* **AIM**
In the material below, copy word for word the lines from the one containing "the woman's left" through the one containing "point(450, 303)", including both, and nothing else.

* **SOURCE MATERIAL**
────────────────────────────────────────

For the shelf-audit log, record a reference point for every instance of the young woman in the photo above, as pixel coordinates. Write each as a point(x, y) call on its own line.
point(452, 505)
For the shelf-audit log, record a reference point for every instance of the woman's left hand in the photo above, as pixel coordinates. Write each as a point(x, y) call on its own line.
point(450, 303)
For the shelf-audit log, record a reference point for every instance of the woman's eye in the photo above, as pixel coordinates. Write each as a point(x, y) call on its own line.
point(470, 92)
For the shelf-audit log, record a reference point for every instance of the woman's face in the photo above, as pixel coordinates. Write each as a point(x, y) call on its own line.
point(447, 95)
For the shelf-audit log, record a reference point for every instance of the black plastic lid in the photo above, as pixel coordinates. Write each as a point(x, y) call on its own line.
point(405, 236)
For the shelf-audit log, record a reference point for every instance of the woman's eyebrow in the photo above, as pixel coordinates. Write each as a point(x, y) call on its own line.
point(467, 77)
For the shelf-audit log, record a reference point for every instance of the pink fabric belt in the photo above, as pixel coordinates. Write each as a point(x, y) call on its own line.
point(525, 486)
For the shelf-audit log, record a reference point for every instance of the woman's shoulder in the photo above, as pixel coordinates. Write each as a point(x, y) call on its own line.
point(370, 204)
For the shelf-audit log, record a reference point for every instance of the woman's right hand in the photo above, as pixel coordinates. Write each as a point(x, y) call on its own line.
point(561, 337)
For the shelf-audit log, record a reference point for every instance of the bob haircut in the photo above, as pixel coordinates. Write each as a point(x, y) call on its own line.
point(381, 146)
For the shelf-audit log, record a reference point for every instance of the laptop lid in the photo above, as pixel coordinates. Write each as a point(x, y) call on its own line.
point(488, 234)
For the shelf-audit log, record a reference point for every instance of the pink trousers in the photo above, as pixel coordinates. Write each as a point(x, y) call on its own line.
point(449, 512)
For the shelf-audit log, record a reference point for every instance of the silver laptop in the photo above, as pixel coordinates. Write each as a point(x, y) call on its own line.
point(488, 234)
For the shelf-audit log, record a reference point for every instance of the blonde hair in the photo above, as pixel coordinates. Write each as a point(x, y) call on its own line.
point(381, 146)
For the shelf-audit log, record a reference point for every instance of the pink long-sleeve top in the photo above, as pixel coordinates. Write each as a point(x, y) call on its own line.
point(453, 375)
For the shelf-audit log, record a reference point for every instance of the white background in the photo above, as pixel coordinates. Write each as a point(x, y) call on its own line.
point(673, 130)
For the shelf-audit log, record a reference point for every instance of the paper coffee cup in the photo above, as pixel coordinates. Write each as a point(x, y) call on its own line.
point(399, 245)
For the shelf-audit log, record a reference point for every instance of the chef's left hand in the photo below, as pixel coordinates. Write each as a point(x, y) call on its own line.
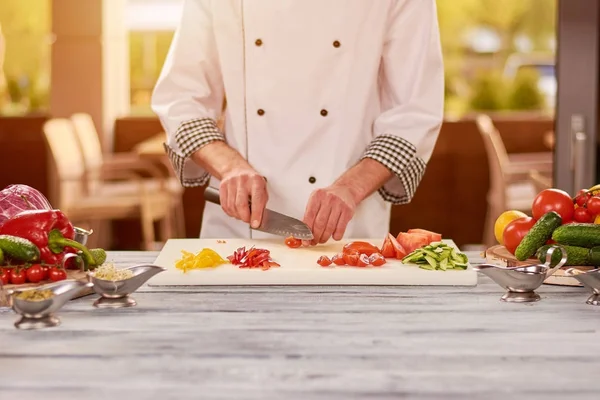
point(328, 212)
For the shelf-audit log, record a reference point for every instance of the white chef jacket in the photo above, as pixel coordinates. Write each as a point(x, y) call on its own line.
point(312, 87)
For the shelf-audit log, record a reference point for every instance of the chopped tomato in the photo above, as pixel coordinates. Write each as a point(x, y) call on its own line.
point(361, 247)
point(376, 260)
point(338, 259)
point(412, 241)
point(351, 259)
point(433, 237)
point(324, 261)
point(293, 242)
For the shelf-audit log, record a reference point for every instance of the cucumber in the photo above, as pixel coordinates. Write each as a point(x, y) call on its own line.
point(19, 248)
point(538, 235)
point(578, 234)
point(576, 256)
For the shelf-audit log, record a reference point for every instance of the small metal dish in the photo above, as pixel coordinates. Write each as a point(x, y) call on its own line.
point(41, 314)
point(521, 282)
point(590, 280)
point(116, 294)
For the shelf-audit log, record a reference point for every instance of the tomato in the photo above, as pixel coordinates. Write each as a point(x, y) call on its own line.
point(376, 260)
point(361, 247)
point(324, 261)
point(4, 276)
point(57, 274)
point(363, 260)
point(34, 273)
point(292, 242)
point(17, 277)
point(553, 200)
point(593, 205)
point(582, 214)
point(338, 259)
point(351, 258)
point(515, 232)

────────────────────────────────────────

* **FULL RESPONSE**
For the shelf-audit log, record a reference point for every instance of the woman's left hand in the photo above, as pixel coordinates. Write each as a point(x, y) call on its own line.
point(450, 303)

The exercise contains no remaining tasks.